Задание 1: Назовите все города, которые в отрывке о градостроительстве Ольвии приведены в скобках как примеры ортогонального плана на равнинной территории.
Задание 2: Продолжите отрывок о градостроительстве Ольвии, начав сразу после его последнего предложения.

39 Такой вывод требует нового обоснования развития городского пространства Ольвии. С начала VI в. до н.э., наряду с Западным теменосом, значительная по размерам территория верхнего плато была зарезервирована для устройства общественного центра, агоры. При последовавшей позднее разбивке регулярного плана агора заняла территорию не менее 12 кварталов, площадью около 1,3 га. Поэтому к функциям ольвийской агоры в раннее время необходимо вернуться еще раз. Прежде всего ее расположение в центре Ольвии вполне соответствует идее функционального зонирования городской территории, заложенной в градостроительную концепцию архаической эпохи53. Это значит, что и функциональное назначение этой территории в Ольвии должно было быть близким.
53. Martin 1956, 30–33; 1983, 9–10; 1987, 89–117; Kolb 1984, 104–105.
40 Представляется, что поиски исходного варианта регулярного плана, реализованного в Ольвии, ведут к так называемым «полосатым городам» (Streifenstädte по В. Хофнеру – Э.-Л. Шванднеру), основанным в Южной Италии и Сицилии в процессе Великой греческой колонизации54. Типовой образец градостроительного плана состоял в наличии одной или нескольких (в зависимости от размера селитебной зоны) прямых планировочных осей или продольных улиц, пересекавшихся с такими же поперечными, в месте их пересечения был образован один или несколько градостроительных узлов или городских общественных центров – агора и теменос(-ы); остальная территория была занята жилыми зонами, разделенными поперечными улицами на стандартные по ширине полосы кварталов, длина которых могла достигать 100 и более футов55. Гениальность изобретения такого градостроительного плана заключалась в его основной концепции – простоте и универсальности, что нашло отражение в повсеместном распространении и быстрой практической реализации.
54. Hoepfner, Schwandner 1994, 1–9; Hoepfner 1999, 150–155.

55. В Черноморском регионе план города с регулярными полосами кварталов подозревается пока только для Гераклеи Понтийской (Hoepfner, Schwandner 1994, 12, Abb. 7).
41 Колониальный город, построенный по регулярному (как правило, ортогональному) принципу, был рассчитан на долговременное существование, поэтому он учитывал демографические изменения, которые должны были произойти уже через поколение и далее, что выразилось в резервировании значительных территорий для перспективного увеличения жилых зон. Поскольку ортогональный план нового города предназначался для реализации преимущественно на равнинной территории (сицилийский Наксос, Мегара Гиблея, Сиракузы, Метапонт, Посейдония и др.), еще одной его важной особенностью стала быстрая адаптация к новым условиям, выразившаяся в умелом использовании неровного рельефа. При наличии единого принципа пространственного построения городской среды каждый городской план, исходя из особенностей микрорельефа местности, демонстрирует определенную композиционно-планировочную вариантность. Именно эта черта дала возможность строителям при разбивке уличной сети поворачивать под разными углами отдельные отрезки главной трассы и вместе с ней системы меридиональных улиц. В результате агора могла иметь нерегулярный план, теменос мог устраиваться на удалении от агоры, при этом они были обязательно связаны одной или несколькими магистральными осями56.

Содержимое набора данных:
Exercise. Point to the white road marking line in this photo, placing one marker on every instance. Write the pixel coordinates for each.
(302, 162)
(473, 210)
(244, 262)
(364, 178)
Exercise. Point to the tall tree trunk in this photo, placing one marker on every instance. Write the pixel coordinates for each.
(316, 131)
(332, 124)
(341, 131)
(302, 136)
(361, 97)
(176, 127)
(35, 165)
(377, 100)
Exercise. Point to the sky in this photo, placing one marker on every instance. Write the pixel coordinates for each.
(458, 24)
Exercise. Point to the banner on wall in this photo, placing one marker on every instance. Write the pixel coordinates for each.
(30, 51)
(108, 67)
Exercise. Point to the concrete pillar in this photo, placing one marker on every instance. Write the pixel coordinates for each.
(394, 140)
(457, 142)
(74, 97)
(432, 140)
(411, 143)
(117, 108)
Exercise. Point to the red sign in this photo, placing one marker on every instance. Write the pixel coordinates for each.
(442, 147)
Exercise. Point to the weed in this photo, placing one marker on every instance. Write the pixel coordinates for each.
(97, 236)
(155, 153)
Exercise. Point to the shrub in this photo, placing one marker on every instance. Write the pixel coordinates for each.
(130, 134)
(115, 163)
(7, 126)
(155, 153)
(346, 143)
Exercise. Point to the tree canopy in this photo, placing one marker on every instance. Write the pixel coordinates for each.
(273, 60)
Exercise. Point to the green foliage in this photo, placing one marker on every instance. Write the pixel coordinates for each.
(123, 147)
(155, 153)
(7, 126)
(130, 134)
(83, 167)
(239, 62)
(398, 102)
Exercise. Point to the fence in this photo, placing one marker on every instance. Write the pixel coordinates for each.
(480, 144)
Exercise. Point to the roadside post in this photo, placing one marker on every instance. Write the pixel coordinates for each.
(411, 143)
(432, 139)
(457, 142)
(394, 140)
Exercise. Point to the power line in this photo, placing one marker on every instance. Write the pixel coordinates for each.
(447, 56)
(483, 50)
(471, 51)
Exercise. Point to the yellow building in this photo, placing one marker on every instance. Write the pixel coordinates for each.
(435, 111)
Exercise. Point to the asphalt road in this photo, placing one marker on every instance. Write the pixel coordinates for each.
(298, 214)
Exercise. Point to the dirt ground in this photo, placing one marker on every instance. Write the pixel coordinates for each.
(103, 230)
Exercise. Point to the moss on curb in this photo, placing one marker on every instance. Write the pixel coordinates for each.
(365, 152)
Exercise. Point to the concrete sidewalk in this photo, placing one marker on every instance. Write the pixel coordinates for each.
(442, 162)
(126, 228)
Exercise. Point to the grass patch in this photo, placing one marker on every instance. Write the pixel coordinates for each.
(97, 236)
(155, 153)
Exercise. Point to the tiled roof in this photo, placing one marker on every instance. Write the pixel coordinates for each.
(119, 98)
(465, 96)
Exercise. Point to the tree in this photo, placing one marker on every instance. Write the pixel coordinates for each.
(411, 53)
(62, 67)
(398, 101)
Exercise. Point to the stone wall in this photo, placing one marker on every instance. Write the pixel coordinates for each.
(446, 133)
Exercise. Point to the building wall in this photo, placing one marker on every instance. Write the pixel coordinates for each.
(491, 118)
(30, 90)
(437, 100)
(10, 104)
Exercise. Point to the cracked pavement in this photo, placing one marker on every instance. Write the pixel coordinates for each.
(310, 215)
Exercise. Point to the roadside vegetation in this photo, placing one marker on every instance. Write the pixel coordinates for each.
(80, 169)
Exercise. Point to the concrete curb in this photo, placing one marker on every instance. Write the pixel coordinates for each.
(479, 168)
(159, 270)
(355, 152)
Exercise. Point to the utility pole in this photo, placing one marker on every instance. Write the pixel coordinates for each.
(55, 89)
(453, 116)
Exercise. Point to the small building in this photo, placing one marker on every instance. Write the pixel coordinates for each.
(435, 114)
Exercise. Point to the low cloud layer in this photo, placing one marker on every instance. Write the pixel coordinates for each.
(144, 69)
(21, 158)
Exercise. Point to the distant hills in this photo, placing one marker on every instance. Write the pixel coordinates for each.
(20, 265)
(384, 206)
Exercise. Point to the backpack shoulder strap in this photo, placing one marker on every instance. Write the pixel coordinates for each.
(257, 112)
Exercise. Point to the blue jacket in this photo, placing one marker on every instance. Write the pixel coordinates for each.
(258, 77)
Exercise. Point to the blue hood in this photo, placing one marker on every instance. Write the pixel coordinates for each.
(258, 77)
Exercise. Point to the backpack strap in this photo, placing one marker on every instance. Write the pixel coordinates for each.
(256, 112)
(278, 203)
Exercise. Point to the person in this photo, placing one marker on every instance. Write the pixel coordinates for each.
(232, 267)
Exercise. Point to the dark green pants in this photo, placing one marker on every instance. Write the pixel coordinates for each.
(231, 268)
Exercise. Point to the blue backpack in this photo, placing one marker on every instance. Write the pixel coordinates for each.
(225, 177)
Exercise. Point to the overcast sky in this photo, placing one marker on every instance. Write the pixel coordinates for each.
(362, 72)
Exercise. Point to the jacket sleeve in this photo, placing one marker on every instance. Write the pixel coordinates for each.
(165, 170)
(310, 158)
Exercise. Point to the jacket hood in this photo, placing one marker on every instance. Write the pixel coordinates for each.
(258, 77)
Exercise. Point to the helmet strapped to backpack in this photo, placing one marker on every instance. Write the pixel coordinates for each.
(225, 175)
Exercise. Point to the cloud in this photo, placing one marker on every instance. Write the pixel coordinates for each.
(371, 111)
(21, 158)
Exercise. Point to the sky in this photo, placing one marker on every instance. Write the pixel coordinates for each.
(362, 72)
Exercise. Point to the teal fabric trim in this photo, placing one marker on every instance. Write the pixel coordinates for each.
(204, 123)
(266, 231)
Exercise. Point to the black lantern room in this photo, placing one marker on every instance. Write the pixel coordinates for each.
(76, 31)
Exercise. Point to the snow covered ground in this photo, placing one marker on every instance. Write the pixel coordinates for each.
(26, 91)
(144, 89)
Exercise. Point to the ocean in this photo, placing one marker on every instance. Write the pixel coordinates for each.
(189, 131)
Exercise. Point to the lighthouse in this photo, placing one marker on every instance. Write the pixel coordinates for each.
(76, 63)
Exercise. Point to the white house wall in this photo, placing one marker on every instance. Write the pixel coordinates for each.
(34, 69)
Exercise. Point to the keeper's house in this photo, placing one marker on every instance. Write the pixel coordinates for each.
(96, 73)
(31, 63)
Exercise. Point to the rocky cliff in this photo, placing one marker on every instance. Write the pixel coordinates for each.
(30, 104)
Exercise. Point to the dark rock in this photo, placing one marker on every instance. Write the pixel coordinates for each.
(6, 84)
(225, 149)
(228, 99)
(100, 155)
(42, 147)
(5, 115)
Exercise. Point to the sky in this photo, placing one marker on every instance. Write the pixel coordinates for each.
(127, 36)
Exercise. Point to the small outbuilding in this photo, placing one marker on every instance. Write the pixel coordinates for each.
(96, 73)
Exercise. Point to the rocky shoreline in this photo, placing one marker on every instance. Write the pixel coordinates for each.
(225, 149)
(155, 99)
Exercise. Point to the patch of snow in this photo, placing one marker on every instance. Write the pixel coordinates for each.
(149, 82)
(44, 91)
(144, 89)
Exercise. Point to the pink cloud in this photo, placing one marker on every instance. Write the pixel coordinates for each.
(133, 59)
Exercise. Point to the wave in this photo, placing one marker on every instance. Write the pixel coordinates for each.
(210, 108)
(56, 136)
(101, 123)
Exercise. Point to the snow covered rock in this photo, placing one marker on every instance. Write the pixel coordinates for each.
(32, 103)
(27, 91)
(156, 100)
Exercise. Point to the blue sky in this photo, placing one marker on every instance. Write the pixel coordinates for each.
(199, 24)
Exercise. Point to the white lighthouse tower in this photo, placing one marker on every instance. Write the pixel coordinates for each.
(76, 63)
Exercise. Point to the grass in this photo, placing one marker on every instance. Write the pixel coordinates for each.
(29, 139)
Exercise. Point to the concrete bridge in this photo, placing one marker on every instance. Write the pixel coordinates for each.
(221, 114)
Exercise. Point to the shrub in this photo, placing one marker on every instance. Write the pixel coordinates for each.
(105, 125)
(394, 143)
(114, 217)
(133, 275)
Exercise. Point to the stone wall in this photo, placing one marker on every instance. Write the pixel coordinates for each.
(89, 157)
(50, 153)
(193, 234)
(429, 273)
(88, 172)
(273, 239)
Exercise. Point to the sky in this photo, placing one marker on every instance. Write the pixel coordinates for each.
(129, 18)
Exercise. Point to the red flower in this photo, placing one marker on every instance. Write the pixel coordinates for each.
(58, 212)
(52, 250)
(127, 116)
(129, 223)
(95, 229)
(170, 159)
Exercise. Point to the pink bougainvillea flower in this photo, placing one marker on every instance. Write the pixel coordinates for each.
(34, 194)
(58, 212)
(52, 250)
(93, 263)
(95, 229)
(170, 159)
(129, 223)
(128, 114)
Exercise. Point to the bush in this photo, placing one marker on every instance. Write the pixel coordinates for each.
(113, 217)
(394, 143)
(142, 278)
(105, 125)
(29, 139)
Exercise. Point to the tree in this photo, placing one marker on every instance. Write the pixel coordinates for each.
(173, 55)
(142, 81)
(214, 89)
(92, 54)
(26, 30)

Верный ответ 1: Сицилийский Наксос, Мегара Гиблея, Сиракузы, Метапонт, Посейдония.

Верный ответ 2:
56. Примеры такой планировочной организации дают Селинунт и Мегара Гиблея: Mertens 2010, 61–74, Abb. 2–3; 74–76, Abb. 9.
42 То, что роль агоры в городе с течением времени менялась, также общеизвестно. Агора обладала несколькими функциями, как установлено, равными по своей значимости для общественной жизни каждого полиса. Это было место публичного отправления культов, встречи граждан, общего собрания гражданского коллектива, его постоянной политической активности57. Вследствие этого агора представляла собой не просто площадь, она, как правило, застраивалась разного рода общественными и культовыми сооружениями, включая алтари, причем сакральная часть не была отделена от остальной территории агоры58.
57. McDonald 1943, 40–43; Lang 1996, 63–68; Kenzler 1999, 106–110; 2000, 23–28; Robinson 2016, 242.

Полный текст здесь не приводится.